Given data section start
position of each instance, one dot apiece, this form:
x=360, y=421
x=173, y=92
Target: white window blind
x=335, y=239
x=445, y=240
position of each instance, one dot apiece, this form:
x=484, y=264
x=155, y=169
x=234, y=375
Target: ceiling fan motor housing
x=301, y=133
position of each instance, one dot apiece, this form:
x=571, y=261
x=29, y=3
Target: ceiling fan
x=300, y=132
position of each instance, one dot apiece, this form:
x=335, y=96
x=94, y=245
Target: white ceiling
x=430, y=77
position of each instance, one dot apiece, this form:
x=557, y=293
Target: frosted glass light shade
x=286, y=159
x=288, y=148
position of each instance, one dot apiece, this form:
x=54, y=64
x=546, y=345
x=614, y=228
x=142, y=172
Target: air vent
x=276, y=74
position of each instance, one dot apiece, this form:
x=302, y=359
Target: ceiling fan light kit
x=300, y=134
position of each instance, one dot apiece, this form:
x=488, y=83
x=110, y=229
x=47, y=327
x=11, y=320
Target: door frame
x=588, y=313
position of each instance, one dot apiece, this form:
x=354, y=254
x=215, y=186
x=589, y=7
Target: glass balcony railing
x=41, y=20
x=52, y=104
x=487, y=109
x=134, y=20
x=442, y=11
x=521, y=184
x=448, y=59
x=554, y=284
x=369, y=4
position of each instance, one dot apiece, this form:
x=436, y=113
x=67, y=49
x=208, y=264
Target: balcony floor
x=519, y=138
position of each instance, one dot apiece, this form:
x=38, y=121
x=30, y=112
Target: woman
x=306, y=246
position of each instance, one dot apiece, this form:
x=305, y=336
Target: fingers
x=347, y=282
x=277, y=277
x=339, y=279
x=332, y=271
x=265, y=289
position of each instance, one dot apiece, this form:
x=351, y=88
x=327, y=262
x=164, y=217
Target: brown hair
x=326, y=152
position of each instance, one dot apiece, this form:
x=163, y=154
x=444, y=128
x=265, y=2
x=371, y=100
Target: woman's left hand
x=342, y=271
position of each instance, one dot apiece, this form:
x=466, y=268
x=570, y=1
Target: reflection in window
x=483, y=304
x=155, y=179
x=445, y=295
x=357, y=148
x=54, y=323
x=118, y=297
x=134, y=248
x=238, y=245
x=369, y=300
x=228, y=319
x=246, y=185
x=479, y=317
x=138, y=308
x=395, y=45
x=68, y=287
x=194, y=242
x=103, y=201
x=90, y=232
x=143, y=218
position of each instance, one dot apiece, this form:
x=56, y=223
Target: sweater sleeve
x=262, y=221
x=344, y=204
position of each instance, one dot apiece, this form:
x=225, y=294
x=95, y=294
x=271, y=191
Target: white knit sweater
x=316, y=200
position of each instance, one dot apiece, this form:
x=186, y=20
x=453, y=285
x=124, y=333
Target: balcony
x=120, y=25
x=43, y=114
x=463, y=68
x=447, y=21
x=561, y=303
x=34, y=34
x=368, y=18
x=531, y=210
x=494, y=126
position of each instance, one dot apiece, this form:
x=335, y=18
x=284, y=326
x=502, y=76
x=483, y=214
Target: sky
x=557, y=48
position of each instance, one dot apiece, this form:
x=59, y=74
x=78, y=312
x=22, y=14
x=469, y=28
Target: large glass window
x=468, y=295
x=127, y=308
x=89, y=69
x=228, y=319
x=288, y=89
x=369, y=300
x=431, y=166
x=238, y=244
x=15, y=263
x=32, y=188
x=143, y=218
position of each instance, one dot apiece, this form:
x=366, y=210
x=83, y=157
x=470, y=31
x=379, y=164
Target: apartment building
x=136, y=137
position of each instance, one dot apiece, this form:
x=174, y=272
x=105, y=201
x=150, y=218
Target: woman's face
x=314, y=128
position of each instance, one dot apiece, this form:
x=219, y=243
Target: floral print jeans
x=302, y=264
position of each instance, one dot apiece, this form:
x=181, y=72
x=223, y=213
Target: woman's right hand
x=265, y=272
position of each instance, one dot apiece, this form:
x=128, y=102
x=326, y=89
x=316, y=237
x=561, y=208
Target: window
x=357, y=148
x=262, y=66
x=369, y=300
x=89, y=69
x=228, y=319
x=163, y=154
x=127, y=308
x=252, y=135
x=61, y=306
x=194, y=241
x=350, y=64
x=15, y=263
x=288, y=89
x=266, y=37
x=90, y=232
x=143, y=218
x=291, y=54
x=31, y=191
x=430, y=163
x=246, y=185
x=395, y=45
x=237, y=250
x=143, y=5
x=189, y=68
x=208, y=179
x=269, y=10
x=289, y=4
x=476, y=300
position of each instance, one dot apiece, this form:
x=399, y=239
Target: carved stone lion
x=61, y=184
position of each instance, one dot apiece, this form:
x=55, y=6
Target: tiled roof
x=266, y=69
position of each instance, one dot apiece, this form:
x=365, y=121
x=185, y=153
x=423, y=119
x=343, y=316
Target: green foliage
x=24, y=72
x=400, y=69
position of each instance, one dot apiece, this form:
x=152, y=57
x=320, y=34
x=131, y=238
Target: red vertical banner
Given data section end
◆ **Work request**: Retype every entry exactly.

◆ **Solution**:
position of each instance, one dot apiece, this form:
x=360, y=421
x=173, y=92
Target: white window blind
x=335, y=239
x=445, y=240
position of each instance, one dot apiece, this form:
x=484, y=264
x=155, y=169
x=234, y=375
Target: ceiling fan motor housing
x=301, y=133
position of each instance, one dot apiece, this form:
x=571, y=261
x=29, y=3
Target: ceiling fan
x=300, y=132
position of each instance, one dot apiece, this form:
x=335, y=96
x=94, y=245
Target: white ceiling
x=430, y=77
position of each instance, one dot apiece, this form:
x=557, y=293
Target: frosted glass light shade
x=286, y=159
x=288, y=148
position of each instance, one dot apiece, this form:
x=54, y=64
x=546, y=345
x=614, y=228
x=142, y=172
Target: air vent
x=276, y=74
position of each instance, one dot apiece, this form:
x=302, y=359
Target: ceiling fan light kit
x=300, y=134
position of each instance, one dot apiece, this form:
x=488, y=83
x=110, y=229
x=47, y=327
x=11, y=320
Target: door frame
x=588, y=313
position of each instance, one dot apiece, this form:
x=354, y=254
x=215, y=186
x=589, y=7
Target: glass balcony railing
x=41, y=20
x=52, y=104
x=487, y=109
x=134, y=20
x=442, y=11
x=521, y=184
x=448, y=59
x=554, y=284
x=369, y=4
position of each instance, one dot apiece, this form:
x=436, y=113
x=67, y=49
x=208, y=264
Target: balcony floor
x=519, y=138
position of each instance, one dot apiece, this form:
x=38, y=121
x=30, y=112
Target: woman
x=306, y=246
position of each instance, one dot apiece, this form:
x=305, y=336
Target: fingers
x=347, y=282
x=277, y=277
x=339, y=279
x=332, y=271
x=265, y=289
position of each instance, one dot apiece, this form:
x=351, y=88
x=327, y=262
x=164, y=217
Target: brown hair
x=326, y=152
position of each instance, one dot apiece, this form:
x=163, y=154
x=444, y=128
x=265, y=2
x=371, y=100
Target: woman's left hand
x=342, y=271
position of each instance, one dot apiece, this form:
x=466, y=268
x=570, y=1
Target: reflection in window
x=483, y=304
x=155, y=179
x=445, y=295
x=357, y=148
x=54, y=323
x=118, y=297
x=134, y=248
x=238, y=245
x=369, y=300
x=228, y=319
x=246, y=185
x=479, y=317
x=138, y=308
x=395, y=45
x=68, y=287
x=194, y=242
x=103, y=201
x=90, y=232
x=143, y=218
position of each instance, one dot apiece, this form:
x=56, y=223
Target: sweater sleeve
x=262, y=221
x=344, y=204
position of each instance, one dot apiece, this form:
x=225, y=294
x=95, y=294
x=271, y=191
Target: white knit sweater
x=316, y=200
position of each instance, one dot apiece, this form:
x=186, y=20
x=453, y=285
x=124, y=333
Target: balcony
x=120, y=25
x=43, y=114
x=463, y=68
x=447, y=21
x=561, y=303
x=34, y=34
x=368, y=18
x=531, y=210
x=494, y=126
position of each instance, one dot apiece, this form:
x=335, y=18
x=284, y=326
x=502, y=76
x=483, y=214
Target: sky
x=557, y=48
position of each instance, one dot apiece, this form:
x=59, y=74
x=78, y=312
x=22, y=14
x=469, y=28
Target: large glass window
x=468, y=295
x=127, y=308
x=89, y=69
x=228, y=319
x=288, y=89
x=369, y=300
x=431, y=166
x=238, y=244
x=15, y=263
x=32, y=188
x=143, y=218
position of each instance, one dot apiece, this form:
x=366, y=210
x=83, y=157
x=470, y=31
x=379, y=164
Target: apartment building
x=136, y=137
position of each instance, one dot apiece, this form:
x=174, y=272
x=105, y=201
x=150, y=218
Target: woman's face
x=314, y=128
position of each instance, one dot apiece, this form:
x=219, y=243
Target: floral print jeans
x=302, y=264
position of each instance, one dot apiece, this form:
x=181, y=72
x=223, y=213
Target: woman's right hand
x=265, y=272
position of each instance, one dot apiece, this form:
x=128, y=102
x=326, y=89
x=316, y=237
x=561, y=208
Target: window
x=357, y=148
x=262, y=66
x=369, y=300
x=89, y=69
x=228, y=319
x=163, y=154
x=127, y=308
x=252, y=135
x=61, y=306
x=194, y=241
x=350, y=64
x=15, y=263
x=288, y=89
x=266, y=37
x=90, y=232
x=143, y=218
x=291, y=54
x=31, y=191
x=430, y=163
x=246, y=185
x=395, y=45
x=237, y=250
x=143, y=5
x=189, y=68
x=208, y=179
x=269, y=10
x=289, y=4
x=476, y=300
position of each instance, one dot apiece, this form:
x=399, y=239
Target: carved stone lion
x=61, y=184
position of each instance, one dot apiece, this form:
x=55, y=6
Target: tiled roof
x=266, y=69
position of each instance, one dot apiece, this form:
x=365, y=121
x=185, y=153
x=423, y=119
x=343, y=316
Target: green foliage
x=24, y=72
x=400, y=69
position of each instance, one dot apiece, this form:
x=152, y=57
x=320, y=34
x=131, y=238
Target: red vertical banner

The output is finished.